Your assignment: Continue the article on alternatives to wasteful packaging, starting right after its last sentence.

-- Document section follows --

Consumers are finally pushing back against wasteful packaging, forcing companies to get creative in a way that’s boosting new, sustainable industries.
The other day my roommate brought home a couple of bacon-wrapped fillets for dinner. When it came time to throw them on the grill, I was shocked to find the meat duo ensconced in a horrible, rigid plastic blister pack. You know, the type normally reserved for electronics that usually results in a lot of swearing and brandishing of a kitchen knife? All for two, teeny little steaks.
Encouragingly, not all manufacturers are content to hand over pounds of unnecessary trash for you to figure out how to recycle. Over the past decade, companies have begun to realize that wasteful packaging is costly, and as consumers become more eco-aware, a strike against their brand. Some, like Dell, Coke, and Puma, are embracing alternative packaging materials that just a few years ago might have seemed like a joke. The result is a drastic reduction in waste, marketing clout, and the invigoration of low-impact industries.
1. Bioplastics and Biodegradable Plastics
The worst thing about petroleum-based plastic products and packaging is that it can take thousands of years to degrade in a landfill, all the while leaching toxic chemicals into the soil and water table. Biodegradable plastics are designed to break down much faster, and, assuming they’re made from friendlier ingredients, do so without poisoning the planet. Biodegradable plastics are susceptible to degradation by microorganisms, which is different from other forms of degradation, such as photo-degradation (from exposure to sunlight) and oxo-degradation (from exposure to high temperature and humidity).
Bioplastic, often confused for biodegradable plastic, is slightly different. Bio-based plastics are made wholly from renewable resources, such as cellulose, vegetable oils, sugar or starch. Wood, corn, potato, wheat, tapioca, and rice are some of the sources of resin for bio-based plastics. Bio-based plastics are not automatically bio-degradable, but can be so designed. This lower-impact material has been embraced by Coke and other beverage brands.

-- Document section concluded --
-- Data supplied follows --

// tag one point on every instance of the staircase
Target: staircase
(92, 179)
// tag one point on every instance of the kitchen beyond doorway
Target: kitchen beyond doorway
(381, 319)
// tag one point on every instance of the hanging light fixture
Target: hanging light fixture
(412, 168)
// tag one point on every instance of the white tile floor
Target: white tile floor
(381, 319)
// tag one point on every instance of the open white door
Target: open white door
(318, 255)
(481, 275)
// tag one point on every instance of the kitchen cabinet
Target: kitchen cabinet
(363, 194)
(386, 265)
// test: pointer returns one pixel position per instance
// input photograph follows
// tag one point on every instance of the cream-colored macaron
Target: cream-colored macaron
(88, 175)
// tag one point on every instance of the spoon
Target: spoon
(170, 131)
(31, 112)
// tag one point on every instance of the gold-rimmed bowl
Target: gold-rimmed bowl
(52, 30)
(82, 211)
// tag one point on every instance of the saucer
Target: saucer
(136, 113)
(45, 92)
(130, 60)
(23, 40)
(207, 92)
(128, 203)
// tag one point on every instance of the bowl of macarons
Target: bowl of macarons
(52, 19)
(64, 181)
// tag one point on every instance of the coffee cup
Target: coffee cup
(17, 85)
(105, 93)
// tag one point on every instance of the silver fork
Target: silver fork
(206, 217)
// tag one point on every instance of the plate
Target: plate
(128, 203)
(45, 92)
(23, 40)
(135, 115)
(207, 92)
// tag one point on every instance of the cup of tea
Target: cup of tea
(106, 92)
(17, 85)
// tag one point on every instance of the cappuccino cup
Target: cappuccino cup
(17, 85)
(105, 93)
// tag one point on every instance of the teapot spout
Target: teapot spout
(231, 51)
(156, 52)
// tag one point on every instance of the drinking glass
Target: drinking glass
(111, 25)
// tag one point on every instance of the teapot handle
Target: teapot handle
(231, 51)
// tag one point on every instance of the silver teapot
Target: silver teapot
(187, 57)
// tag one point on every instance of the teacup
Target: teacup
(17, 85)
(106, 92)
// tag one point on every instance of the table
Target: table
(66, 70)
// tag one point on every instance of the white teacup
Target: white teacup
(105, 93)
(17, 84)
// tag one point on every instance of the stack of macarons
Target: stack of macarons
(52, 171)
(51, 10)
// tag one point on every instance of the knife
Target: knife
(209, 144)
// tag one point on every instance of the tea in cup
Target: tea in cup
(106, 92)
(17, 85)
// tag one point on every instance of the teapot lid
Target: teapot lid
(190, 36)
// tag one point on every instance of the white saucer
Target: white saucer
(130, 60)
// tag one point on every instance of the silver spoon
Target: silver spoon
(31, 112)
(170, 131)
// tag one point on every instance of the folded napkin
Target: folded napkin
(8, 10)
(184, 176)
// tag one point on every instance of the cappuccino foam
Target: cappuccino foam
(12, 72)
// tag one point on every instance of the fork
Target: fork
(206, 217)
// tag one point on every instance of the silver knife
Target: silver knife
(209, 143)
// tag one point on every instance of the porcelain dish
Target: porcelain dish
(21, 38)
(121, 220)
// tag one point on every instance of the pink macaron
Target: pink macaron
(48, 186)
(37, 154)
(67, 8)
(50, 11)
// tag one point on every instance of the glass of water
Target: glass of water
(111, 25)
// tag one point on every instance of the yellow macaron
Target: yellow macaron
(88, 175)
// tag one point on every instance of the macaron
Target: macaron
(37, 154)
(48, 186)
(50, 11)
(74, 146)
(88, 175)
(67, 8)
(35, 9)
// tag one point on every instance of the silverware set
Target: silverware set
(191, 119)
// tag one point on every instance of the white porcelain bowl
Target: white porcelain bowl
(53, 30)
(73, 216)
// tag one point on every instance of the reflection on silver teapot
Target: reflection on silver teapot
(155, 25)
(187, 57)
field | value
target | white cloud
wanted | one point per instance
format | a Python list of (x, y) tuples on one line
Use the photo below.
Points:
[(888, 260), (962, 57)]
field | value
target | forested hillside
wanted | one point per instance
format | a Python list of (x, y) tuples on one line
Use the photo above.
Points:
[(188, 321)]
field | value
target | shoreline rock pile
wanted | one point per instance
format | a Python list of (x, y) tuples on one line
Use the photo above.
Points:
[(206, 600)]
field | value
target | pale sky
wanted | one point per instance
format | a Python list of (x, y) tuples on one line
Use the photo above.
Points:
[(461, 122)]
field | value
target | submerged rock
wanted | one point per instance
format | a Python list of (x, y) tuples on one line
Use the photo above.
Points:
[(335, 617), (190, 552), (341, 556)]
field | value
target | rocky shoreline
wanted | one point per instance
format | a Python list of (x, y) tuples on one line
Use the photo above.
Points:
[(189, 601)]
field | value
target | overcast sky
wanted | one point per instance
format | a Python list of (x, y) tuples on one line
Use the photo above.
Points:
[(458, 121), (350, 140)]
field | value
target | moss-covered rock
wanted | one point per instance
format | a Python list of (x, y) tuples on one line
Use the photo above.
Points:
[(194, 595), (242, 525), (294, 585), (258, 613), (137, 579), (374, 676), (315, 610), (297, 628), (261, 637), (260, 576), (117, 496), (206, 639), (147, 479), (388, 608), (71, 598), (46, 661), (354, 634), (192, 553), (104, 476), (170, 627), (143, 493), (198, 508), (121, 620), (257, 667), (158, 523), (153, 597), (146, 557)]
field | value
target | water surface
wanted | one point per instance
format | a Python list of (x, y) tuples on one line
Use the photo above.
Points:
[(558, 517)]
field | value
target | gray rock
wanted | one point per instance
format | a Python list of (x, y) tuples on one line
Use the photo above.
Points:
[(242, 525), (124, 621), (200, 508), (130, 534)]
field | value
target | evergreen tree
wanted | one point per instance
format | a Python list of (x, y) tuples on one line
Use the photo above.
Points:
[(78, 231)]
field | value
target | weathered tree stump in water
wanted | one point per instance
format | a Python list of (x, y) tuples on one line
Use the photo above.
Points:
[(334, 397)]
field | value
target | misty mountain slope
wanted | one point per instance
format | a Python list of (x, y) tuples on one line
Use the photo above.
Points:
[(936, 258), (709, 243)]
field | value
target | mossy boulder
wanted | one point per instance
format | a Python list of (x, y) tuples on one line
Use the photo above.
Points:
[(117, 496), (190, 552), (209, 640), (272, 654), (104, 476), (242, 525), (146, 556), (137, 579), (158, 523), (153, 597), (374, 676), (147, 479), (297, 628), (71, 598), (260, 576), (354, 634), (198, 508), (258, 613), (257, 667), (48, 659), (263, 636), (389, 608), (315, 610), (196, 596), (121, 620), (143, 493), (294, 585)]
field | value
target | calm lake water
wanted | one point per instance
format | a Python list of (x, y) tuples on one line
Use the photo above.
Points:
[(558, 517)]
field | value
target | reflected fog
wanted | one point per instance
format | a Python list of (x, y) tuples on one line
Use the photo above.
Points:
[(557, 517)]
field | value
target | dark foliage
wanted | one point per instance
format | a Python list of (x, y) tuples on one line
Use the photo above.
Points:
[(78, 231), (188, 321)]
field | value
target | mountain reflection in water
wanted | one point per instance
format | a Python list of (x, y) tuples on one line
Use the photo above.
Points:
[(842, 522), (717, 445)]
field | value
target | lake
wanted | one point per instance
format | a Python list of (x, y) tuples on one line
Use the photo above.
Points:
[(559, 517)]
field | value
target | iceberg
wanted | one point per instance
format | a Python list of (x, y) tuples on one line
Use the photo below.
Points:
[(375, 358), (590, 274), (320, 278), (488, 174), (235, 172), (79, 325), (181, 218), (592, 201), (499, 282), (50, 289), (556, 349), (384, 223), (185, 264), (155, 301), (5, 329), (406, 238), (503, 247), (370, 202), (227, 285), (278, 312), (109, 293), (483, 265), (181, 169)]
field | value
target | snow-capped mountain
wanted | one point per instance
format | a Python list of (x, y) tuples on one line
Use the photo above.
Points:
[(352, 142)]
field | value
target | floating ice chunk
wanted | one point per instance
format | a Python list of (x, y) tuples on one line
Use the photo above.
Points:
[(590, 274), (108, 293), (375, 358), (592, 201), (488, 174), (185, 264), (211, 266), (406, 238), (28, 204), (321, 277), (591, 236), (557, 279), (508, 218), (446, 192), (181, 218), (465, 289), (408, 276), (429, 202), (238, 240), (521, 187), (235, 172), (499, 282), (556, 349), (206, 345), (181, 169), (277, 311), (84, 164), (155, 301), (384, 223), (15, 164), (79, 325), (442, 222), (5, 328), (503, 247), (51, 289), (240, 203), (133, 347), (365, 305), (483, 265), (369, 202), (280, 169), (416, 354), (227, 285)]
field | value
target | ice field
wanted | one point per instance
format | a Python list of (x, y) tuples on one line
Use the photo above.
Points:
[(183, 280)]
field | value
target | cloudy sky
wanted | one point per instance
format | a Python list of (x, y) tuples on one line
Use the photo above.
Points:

-- Data supplied concluded --

Written answer:
2. Mushroom Packaging
A New York company called Ecovative Design is responsible for re-introducing America to the magic of mushrooms–but not the hallucination-inducing kind. The company “grows” its Mushroom Packaging (pictured, top) using mycelium, a fungal network of threadlike cells. This mycelium grows around agricultural by-products like buckwheat husks, oat hulls, or cotton burrs. In 5 – 7 days, in the dark, with no watering, and no petrochemical inputs, the mycelium envelops the by-products, binding them into a strong and beautiful packaging material. This unique, compostable packaging material is already being used by Dell, Steelcase, and the U.S. National Oceanic and Atmospheric Administration.
3. Reuseable Packaging
It’s no accident that ‘reduce’ and ‘reuse’ come before ‘recycle’ in the list of eco-friendly actions. The most eco-friendly form of packaging is that which never exists in the first place. Puma demonstrated a brilliant application of this concept with its “Clever Little Bag”. The redesigned shoe box has no tissue paper, zero laminated printing, takes up less space than a traditional shoe box, and weighs significantly less when shipping. It’s house in a non-woven satchel that provides a handle for carrying the box home, and can then be reused indefinitely. A friend of mine actually uses hers to carry her mat shoes to kickboxing class, but it could just as easily double as a shopping bag or wine carrier.